Items from a dataset:
---------------

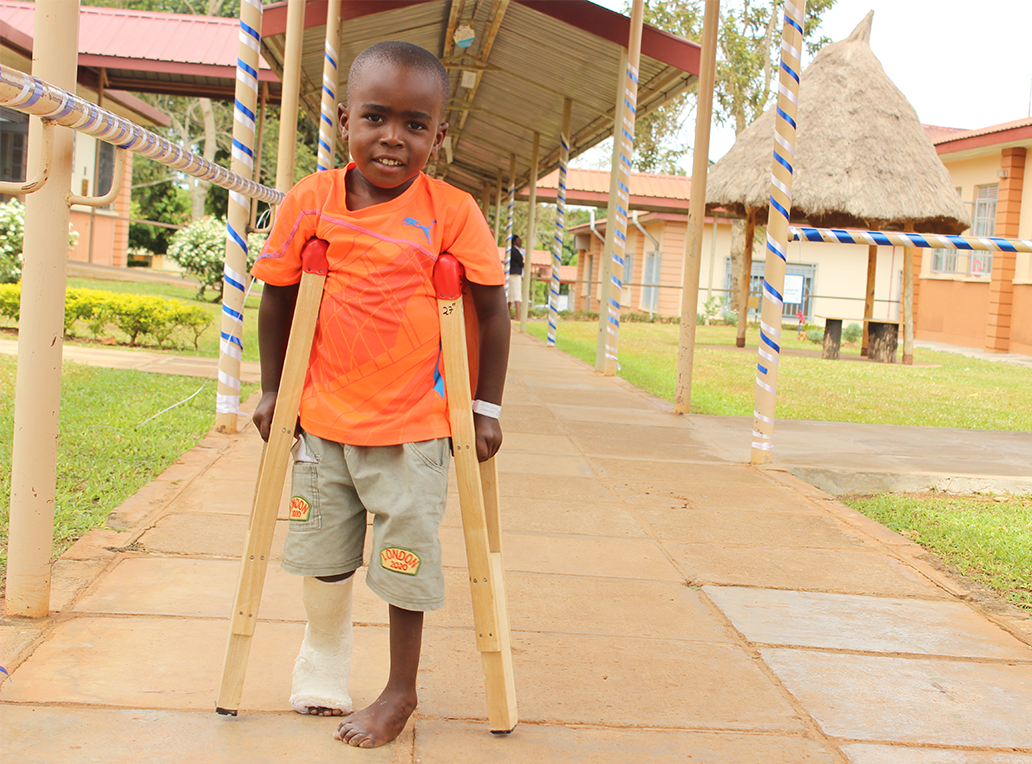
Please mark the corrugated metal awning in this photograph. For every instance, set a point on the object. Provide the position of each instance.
(527, 57)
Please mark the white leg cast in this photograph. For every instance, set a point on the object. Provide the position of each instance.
(322, 666)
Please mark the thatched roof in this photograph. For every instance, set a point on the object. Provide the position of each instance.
(862, 157)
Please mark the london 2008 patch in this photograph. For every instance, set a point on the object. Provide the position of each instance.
(399, 561)
(299, 509)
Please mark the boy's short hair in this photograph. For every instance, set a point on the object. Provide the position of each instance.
(402, 54)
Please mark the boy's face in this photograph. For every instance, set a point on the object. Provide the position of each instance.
(392, 123)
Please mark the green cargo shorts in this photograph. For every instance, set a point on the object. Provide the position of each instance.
(404, 487)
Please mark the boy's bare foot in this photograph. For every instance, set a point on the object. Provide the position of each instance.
(380, 723)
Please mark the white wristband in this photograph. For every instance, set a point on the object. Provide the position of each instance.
(491, 410)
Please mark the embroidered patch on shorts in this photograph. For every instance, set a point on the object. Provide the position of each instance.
(399, 561)
(299, 509)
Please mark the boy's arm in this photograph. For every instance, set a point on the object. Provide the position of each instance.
(492, 317)
(275, 316)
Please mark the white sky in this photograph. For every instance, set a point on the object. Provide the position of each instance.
(960, 64)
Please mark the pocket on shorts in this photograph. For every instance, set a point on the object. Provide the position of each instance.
(303, 510)
(432, 452)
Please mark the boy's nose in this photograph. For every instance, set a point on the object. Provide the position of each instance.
(391, 134)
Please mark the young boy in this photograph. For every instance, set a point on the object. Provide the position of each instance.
(374, 418)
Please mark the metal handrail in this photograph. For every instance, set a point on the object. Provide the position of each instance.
(33, 96)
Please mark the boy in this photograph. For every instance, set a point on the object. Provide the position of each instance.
(374, 418)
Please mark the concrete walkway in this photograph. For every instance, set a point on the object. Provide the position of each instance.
(669, 603)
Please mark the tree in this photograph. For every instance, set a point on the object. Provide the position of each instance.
(748, 51)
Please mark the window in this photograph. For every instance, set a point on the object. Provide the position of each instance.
(788, 310)
(650, 279)
(629, 268)
(14, 127)
(972, 262)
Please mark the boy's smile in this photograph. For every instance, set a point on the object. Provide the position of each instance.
(392, 125)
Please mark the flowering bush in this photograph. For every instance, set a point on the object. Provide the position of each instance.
(12, 241)
(200, 250)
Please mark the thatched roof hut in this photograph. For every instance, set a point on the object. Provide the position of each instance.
(862, 157)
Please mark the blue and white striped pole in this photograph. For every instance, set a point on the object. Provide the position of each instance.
(234, 274)
(327, 117)
(560, 214)
(777, 232)
(619, 203)
(509, 219)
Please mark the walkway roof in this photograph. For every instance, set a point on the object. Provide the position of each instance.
(527, 57)
(649, 192)
(148, 52)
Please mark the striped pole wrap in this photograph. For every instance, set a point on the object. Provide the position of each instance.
(327, 120)
(33, 96)
(234, 274)
(560, 216)
(509, 219)
(626, 144)
(899, 239)
(777, 231)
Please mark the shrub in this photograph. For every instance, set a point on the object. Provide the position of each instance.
(200, 250)
(12, 241)
(10, 300)
(136, 315)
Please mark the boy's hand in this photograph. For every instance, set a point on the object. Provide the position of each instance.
(263, 414)
(488, 436)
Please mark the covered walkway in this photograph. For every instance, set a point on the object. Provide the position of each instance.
(669, 605)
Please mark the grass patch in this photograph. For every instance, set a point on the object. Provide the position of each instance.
(207, 345)
(988, 539)
(104, 452)
(957, 392)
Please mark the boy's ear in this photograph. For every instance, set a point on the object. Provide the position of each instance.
(439, 139)
(342, 120)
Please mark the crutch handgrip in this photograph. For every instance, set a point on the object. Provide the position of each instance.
(448, 277)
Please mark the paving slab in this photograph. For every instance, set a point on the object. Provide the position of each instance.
(547, 515)
(726, 526)
(869, 624)
(528, 465)
(218, 535)
(849, 571)
(710, 496)
(442, 742)
(558, 487)
(584, 605)
(691, 472)
(866, 754)
(913, 701)
(611, 681)
(138, 662)
(61, 735)
(629, 559)
(185, 586)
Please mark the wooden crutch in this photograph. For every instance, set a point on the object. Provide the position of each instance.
(271, 474)
(478, 492)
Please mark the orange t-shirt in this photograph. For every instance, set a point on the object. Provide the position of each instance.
(375, 376)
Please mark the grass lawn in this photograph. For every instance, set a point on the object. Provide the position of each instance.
(988, 539)
(956, 392)
(208, 343)
(104, 453)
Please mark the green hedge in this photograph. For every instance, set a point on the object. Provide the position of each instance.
(165, 321)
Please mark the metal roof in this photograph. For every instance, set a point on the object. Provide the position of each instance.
(528, 56)
(652, 192)
(149, 52)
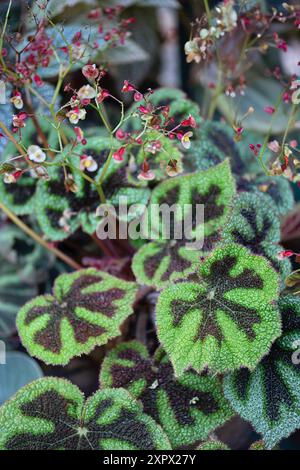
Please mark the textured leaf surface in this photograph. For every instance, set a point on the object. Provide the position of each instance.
(86, 309)
(159, 262)
(158, 162)
(14, 292)
(51, 414)
(225, 318)
(18, 371)
(254, 223)
(214, 143)
(279, 188)
(188, 409)
(269, 397)
(180, 107)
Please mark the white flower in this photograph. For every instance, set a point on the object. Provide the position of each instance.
(9, 178)
(87, 162)
(36, 154)
(17, 101)
(86, 92)
(274, 146)
(75, 114)
(185, 140)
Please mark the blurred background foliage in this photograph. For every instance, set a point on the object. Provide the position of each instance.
(152, 57)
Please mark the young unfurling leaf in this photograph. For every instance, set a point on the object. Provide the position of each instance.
(86, 309)
(52, 414)
(269, 397)
(188, 408)
(223, 319)
(168, 259)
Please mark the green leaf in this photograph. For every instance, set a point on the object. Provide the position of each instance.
(214, 143)
(159, 262)
(292, 283)
(86, 309)
(14, 292)
(269, 397)
(54, 204)
(19, 370)
(213, 444)
(225, 318)
(260, 93)
(52, 414)
(279, 188)
(187, 409)
(258, 445)
(254, 223)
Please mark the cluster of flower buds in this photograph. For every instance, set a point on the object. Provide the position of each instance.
(153, 118)
(201, 46)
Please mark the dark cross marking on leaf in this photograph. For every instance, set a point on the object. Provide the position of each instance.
(96, 302)
(176, 262)
(219, 282)
(123, 376)
(171, 248)
(182, 399)
(53, 407)
(276, 390)
(89, 200)
(255, 238)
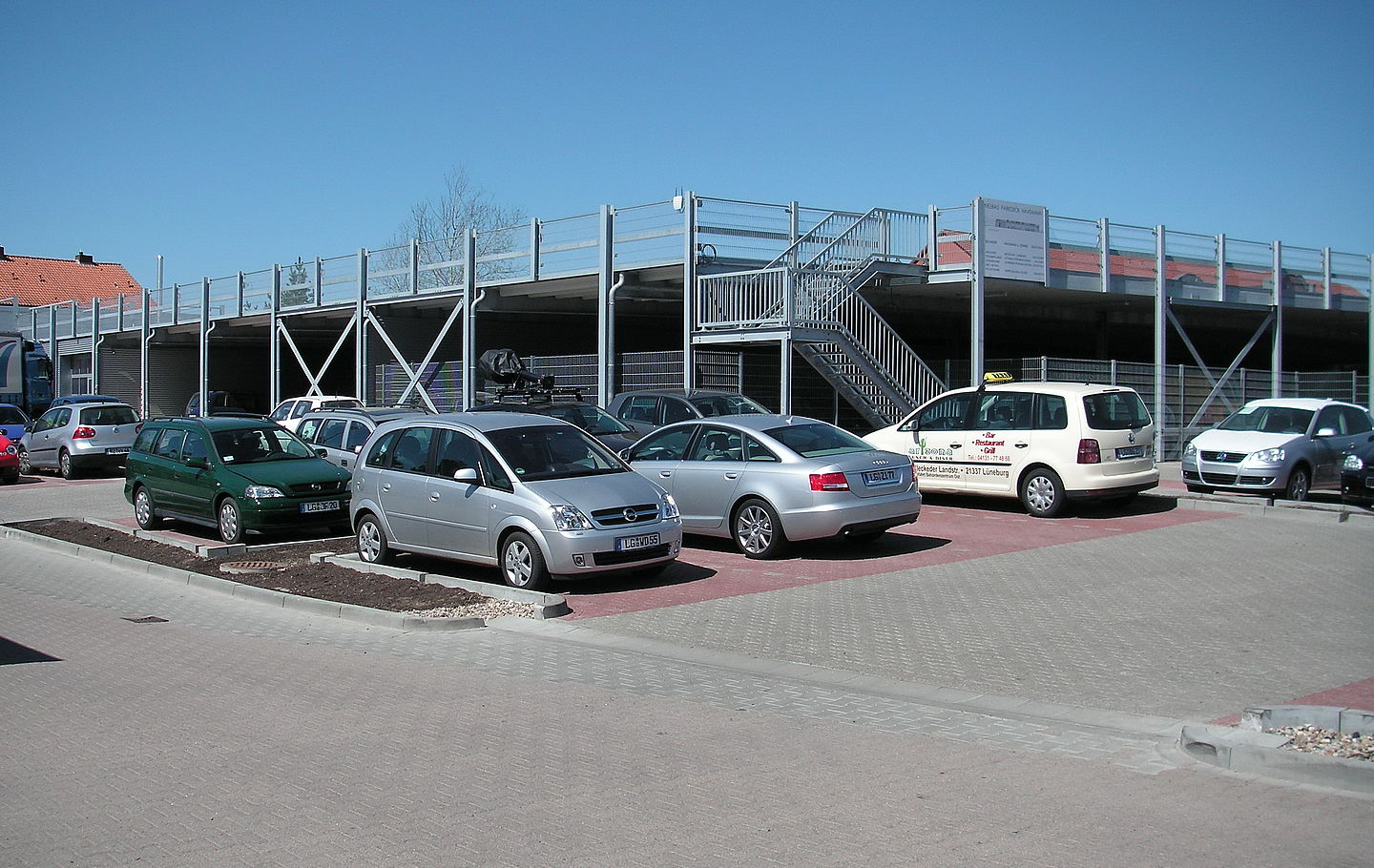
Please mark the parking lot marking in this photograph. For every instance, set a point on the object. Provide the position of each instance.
(712, 568)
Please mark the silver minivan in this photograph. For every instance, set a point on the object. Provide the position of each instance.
(536, 496)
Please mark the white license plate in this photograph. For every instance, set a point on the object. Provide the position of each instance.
(880, 477)
(628, 544)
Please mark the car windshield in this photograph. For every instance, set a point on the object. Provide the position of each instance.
(724, 404)
(818, 439)
(1268, 419)
(108, 415)
(589, 418)
(259, 444)
(552, 452)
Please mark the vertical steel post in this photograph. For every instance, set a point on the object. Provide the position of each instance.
(205, 345)
(468, 318)
(1220, 267)
(1105, 253)
(1277, 359)
(274, 346)
(689, 286)
(361, 331)
(605, 314)
(977, 300)
(533, 249)
(1161, 306)
(95, 345)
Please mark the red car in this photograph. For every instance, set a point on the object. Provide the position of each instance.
(9, 461)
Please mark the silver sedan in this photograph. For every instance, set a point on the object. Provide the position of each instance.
(764, 480)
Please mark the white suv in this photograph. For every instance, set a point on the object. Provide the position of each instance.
(1043, 443)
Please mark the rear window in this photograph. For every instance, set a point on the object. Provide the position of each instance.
(818, 439)
(109, 415)
(1114, 411)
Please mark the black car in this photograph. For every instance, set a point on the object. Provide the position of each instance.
(590, 418)
(1358, 473)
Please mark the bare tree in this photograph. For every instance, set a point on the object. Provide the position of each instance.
(439, 225)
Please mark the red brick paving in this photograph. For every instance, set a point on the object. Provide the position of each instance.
(712, 568)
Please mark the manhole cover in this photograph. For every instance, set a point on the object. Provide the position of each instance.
(252, 566)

---------------

**THE EXERCISE:** Copy, character for character, the lines from the line that holds "Please mark the black" through the final line of the records above.

**OUTPUT FOR THIS EXERCISE:**
Please mark the black car in this photograph. For every instance, set a point on the object. Provide the position of each instance.
(590, 418)
(1358, 473)
Please mark the bare tree in this photograph. For every instance, set a point on the object. Provide the position of each instance.
(439, 225)
Please mark the red brick paving in this photograph. For every instance, set a point on the object. Provide the position of each instance.
(712, 568)
Please mark the manhole cover in this photograph. For every instance, set a point on the object. Provide the position of each instance.
(252, 566)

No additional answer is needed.